→ Your instructions:
A word-for-word reproduction of the listing is required.
(Beginning of Materials provided)
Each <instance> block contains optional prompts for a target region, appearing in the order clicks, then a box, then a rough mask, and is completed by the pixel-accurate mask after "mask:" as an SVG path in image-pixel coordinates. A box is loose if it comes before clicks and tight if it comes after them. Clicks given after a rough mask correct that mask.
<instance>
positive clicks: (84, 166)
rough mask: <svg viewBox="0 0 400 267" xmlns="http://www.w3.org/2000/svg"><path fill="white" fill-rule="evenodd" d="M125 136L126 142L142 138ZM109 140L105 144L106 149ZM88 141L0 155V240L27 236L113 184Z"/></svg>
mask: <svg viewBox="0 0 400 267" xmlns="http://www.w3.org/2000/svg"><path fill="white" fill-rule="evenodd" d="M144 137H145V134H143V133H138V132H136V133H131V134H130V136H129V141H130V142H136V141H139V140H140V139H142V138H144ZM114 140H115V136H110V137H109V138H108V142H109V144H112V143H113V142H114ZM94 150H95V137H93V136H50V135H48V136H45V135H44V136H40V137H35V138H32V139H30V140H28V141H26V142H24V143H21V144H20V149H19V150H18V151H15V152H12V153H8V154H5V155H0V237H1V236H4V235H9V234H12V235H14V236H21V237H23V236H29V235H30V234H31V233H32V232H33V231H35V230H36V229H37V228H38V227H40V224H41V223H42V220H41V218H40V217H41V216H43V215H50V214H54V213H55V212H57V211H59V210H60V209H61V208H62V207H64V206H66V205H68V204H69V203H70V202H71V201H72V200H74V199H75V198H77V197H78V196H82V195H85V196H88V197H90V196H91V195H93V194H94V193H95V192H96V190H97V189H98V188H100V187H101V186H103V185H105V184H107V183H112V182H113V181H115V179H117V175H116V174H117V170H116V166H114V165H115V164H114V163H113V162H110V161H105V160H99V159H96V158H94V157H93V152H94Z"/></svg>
(End of Materials provided)
→ Solution to this exercise:
Each <instance> block contains optional prompts for a target region, appearing in the order clicks, then a box, then a rough mask, and is completed by the pixel-accurate mask after "mask:" as an SVG path in image-pixel coordinates. A box is loose if it comes before clicks and tight if it comes after them. Clicks given after a rough mask correct that mask.
<instance>
positive clicks: (84, 166)
rough mask: <svg viewBox="0 0 400 267" xmlns="http://www.w3.org/2000/svg"><path fill="white" fill-rule="evenodd" d="M125 136L126 142L142 138ZM109 140L105 144L106 149ZM88 141L0 155V240L27 236L113 184Z"/></svg>
mask: <svg viewBox="0 0 400 267" xmlns="http://www.w3.org/2000/svg"><path fill="white" fill-rule="evenodd" d="M144 137H145V134H143V133H138V132H136V133H131V134H130V136H129V141H130V142H136V141H139V140H140V139H142V138H144ZM114 140H115V136H110V137H109V138H108V142H109V144H112V143H113V142H114ZM94 150H95V137H93V136H50V135H48V136H45V135H44V136H40V137H35V138H32V139H30V140H28V141H26V142H24V143H21V144H20V149H19V150H18V151H15V152H12V153H8V154H5V155H0V237H1V236H4V235H9V234H12V235H14V236H21V237H23V236H29V235H30V234H31V233H32V232H33V231H35V230H36V229H37V228H38V227H40V224H41V223H42V220H41V218H40V217H41V216H43V215H50V214H54V213H55V212H57V211H59V210H60V209H61V208H62V207H64V206H66V205H68V204H69V203H70V202H71V201H72V200H74V199H75V198H77V197H78V196H82V195H85V196H88V197H90V196H91V195H93V194H94V193H95V192H96V190H97V189H98V188H100V187H101V186H103V185H105V184H107V183H112V182H113V181H115V179H117V175H116V174H117V170H116V166H114V165H115V164H114V163H113V162H110V161H105V160H99V159H96V158H94V157H93V152H94Z"/></svg>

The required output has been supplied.